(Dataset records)
Start of Block

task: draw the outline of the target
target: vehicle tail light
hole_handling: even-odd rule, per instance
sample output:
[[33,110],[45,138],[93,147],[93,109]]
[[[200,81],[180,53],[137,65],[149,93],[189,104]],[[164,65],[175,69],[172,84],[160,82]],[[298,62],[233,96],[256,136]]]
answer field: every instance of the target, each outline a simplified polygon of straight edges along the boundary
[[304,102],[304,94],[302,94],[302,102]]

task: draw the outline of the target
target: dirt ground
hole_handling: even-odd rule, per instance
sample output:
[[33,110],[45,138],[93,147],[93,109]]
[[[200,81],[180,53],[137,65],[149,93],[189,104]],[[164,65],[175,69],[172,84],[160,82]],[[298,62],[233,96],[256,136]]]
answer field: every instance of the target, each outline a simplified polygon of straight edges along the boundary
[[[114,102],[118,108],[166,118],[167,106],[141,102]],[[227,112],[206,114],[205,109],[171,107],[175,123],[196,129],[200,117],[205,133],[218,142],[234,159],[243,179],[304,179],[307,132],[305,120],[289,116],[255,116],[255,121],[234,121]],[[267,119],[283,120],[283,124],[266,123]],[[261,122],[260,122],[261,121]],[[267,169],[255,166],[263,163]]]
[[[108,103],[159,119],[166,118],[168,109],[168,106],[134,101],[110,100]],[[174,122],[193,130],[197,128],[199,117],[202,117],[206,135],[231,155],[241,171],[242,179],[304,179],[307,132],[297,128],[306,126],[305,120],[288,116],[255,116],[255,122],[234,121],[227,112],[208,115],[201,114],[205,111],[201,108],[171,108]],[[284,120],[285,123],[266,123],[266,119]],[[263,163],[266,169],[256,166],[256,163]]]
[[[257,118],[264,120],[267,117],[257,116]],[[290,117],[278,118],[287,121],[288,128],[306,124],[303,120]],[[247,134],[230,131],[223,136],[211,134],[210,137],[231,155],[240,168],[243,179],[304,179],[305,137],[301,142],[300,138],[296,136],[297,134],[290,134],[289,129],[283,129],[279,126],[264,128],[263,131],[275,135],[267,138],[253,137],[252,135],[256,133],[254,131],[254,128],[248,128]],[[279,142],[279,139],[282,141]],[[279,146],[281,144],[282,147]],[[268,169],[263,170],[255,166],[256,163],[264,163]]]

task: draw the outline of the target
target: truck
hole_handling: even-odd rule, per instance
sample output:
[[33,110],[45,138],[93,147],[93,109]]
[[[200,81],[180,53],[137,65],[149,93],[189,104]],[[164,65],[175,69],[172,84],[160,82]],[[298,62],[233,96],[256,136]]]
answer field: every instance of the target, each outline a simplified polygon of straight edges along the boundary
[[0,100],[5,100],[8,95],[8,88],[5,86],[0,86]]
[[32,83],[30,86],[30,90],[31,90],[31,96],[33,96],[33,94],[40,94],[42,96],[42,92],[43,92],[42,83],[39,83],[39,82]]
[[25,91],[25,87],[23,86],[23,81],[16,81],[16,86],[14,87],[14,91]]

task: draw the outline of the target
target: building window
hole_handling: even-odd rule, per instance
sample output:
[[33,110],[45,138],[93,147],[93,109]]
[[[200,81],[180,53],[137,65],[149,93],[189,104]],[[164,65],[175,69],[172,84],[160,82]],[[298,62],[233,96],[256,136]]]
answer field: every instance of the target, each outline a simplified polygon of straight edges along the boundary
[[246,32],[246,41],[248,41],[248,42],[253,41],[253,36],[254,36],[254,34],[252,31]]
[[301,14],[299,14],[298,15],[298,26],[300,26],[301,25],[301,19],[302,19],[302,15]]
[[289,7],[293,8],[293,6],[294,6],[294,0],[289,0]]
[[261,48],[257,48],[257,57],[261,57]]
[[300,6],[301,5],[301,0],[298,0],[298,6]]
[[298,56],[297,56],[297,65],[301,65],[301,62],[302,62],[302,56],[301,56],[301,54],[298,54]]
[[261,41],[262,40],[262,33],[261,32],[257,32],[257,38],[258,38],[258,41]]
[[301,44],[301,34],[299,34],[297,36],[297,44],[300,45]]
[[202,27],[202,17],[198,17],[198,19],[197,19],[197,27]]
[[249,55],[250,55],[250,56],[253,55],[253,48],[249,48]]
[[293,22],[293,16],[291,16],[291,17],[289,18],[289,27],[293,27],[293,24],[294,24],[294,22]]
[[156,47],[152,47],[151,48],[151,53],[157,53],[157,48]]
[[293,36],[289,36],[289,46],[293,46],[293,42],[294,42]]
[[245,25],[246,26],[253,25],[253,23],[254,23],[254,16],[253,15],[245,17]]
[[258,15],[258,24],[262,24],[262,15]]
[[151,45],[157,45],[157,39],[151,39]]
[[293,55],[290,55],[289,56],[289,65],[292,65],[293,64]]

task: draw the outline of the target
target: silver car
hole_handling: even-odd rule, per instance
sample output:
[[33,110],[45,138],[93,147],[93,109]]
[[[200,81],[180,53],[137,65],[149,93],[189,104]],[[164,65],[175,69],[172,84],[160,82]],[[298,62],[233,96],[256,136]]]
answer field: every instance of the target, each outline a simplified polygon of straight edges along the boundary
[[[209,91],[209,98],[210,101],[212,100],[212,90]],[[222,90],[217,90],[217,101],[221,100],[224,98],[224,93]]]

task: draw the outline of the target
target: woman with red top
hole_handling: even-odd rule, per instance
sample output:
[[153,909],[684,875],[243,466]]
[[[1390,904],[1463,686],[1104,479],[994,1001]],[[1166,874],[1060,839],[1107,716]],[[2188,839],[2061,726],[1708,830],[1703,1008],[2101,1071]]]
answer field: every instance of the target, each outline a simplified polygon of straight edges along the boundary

End of Block

== YOUR ASSIGNMENT ==
Please set down all of the data above again, matching it exactly.

== TASK OUTPUT ==
task: draw the outline of the target
target: vehicle tail light
hole_handling: even-odd rule, per instance
sample output:
[[33,110],[45,138],[93,147],[93,109]]
[[[200,81],[180,53],[137,65],[149,93],[189,104]],[[164,65],[175,69],[172,84],[160,82]],[[298,62],[233,96],[256,136]]]
answer field: every instance of the target, each outline a simplified polygon of straight edges along the boundary
[[304,102],[304,94],[302,94],[302,102]]

task: draw the outline of the target
target: dirt ground
hole_handling: even-odd rule, per instance
sample output:
[[33,110],[45,138],[93,147],[93,109]]
[[[200,81],[180,53],[137,65],[149,93],[189,104]],[[164,65],[175,69],[172,84],[160,82]],[[298,62],[233,96],[256,136]]]
answer field: every instance of the target, each outline a simplified polygon of straight edges along the boundary
[[[114,102],[118,108],[166,118],[167,106],[141,102]],[[227,112],[206,114],[205,109],[171,107],[175,123],[196,129],[200,117],[205,133],[218,142],[234,159],[243,179],[304,179],[307,132],[305,120],[289,116],[255,116],[255,121],[234,121]],[[267,119],[283,120],[283,124],[266,123]],[[261,122],[260,122],[261,121]],[[267,169],[255,166],[263,163]]]
[[[108,103],[159,119],[166,118],[168,109],[168,106],[134,101],[110,100]],[[174,122],[193,130],[197,128],[199,117],[202,117],[206,135],[231,155],[241,171],[242,179],[304,179],[307,132],[297,128],[306,126],[305,120],[288,116],[255,116],[255,122],[234,121],[227,112],[208,115],[201,114],[205,111],[201,108],[171,108]],[[284,120],[285,123],[266,123],[266,119]],[[263,163],[266,169],[256,166],[256,163]]]
[[[257,118],[264,120],[267,117],[257,116]],[[290,117],[278,118],[287,121],[288,128],[306,124],[303,120]],[[247,134],[230,131],[223,136],[211,134],[210,137],[231,155],[240,168],[243,179],[304,179],[305,137],[301,142],[300,138],[296,136],[297,134],[290,134],[289,129],[283,129],[279,126],[264,128],[263,131],[275,135],[267,138],[253,137],[252,135],[256,133],[254,131],[254,128],[248,128]],[[279,142],[279,139],[282,141]],[[279,146],[281,144],[282,147]],[[268,169],[263,170],[255,166],[256,163],[264,163]]]

task: draw the outline of the target
target: truck
hole_handling: even-odd rule, per instance
sample output:
[[33,110],[45,138],[93,147],[93,109]]
[[[200,81],[180,53],[137,65],[149,93],[189,104]],[[164,65],[175,69],[172,84],[160,82]],[[298,62],[233,96],[256,136]]]
answer field: every instance of the target, each outline a simplified polygon of straight edges along the boundary
[[0,100],[5,100],[8,95],[8,88],[5,86],[0,86]]
[[32,83],[30,86],[30,90],[31,90],[31,96],[33,96],[33,94],[40,94],[42,96],[42,92],[43,92],[42,83],[39,83],[39,82]]
[[25,91],[25,87],[23,86],[23,81],[16,81],[16,86],[14,87],[14,91]]

task: draw the outline of the target
target: building window
hole_handling: even-odd rule, per instance
sample output:
[[33,110],[45,138],[93,147],[93,109]]
[[[200,81],[180,53],[137,65],[149,93],[189,104]],[[164,65],[175,69],[172,84],[160,82]],[[298,62],[233,96],[256,136]]]
answer field: every instance of the target, each outline a simplified polygon of straight edges along the boundary
[[246,32],[246,41],[248,41],[248,42],[253,41],[253,36],[254,36],[254,34],[252,31]]
[[301,14],[299,14],[298,15],[298,26],[300,26],[301,25],[301,19],[302,19],[302,15]]
[[289,7],[293,8],[293,6],[294,6],[294,0],[289,0]]
[[261,48],[257,48],[257,57],[261,57]]
[[300,6],[301,5],[301,0],[298,0],[298,6]]
[[298,56],[297,56],[297,65],[301,65],[301,62],[302,62],[302,56],[301,56],[301,54],[298,54]]
[[261,41],[262,40],[262,33],[261,32],[257,32],[257,38],[258,38],[258,41]]
[[301,44],[301,34],[299,34],[297,36],[297,44],[300,45]]
[[202,27],[202,17],[198,17],[198,19],[197,19],[197,27]]
[[249,55],[250,55],[250,56],[253,55],[253,48],[249,48]]
[[293,22],[293,16],[291,16],[291,17],[289,18],[289,27],[293,27],[293,24],[294,24],[294,22]]
[[156,47],[152,47],[151,48],[151,53],[157,53],[157,48]]
[[293,36],[289,36],[289,46],[293,46],[293,42],[294,42]]
[[245,25],[246,26],[253,25],[253,23],[254,23],[254,16],[253,15],[245,17]]
[[258,15],[258,24],[262,24],[262,15]]
[[151,45],[157,45],[157,39],[151,39]]
[[293,55],[290,55],[289,56],[289,65],[292,65],[293,64]]

task: draw the outline of the target
target: silver car
hole_handling: even-odd rule, per instance
sample output:
[[33,110],[45,138],[93,147],[93,109]]
[[[200,81],[180,53],[137,65],[149,93],[189,104]],[[164,65],[175,69],[172,84],[160,82]],[[298,62],[233,96],[256,136]]]
answer field: every instance of the target, each outline a simplified polygon of straight edges along the boundary
[[[209,91],[209,98],[210,101],[212,100],[212,90]],[[222,90],[217,90],[217,101],[221,100],[224,98],[224,93]]]

task: draw the outline of the target
target: woman with red top
hole_handling: even-odd rule, per instance
sample output:
[[153,909],[684,875],[243,466]]
[[[1390,904],[1463,686],[1104,479],[994,1001]],[[1166,874],[1060,839],[1107,716]],[[2188,839],[2061,726],[1708,830],[1703,1008],[2101,1071]]]
answer field: every instance of the target, each outline a simplified polygon of straight edges along the boundary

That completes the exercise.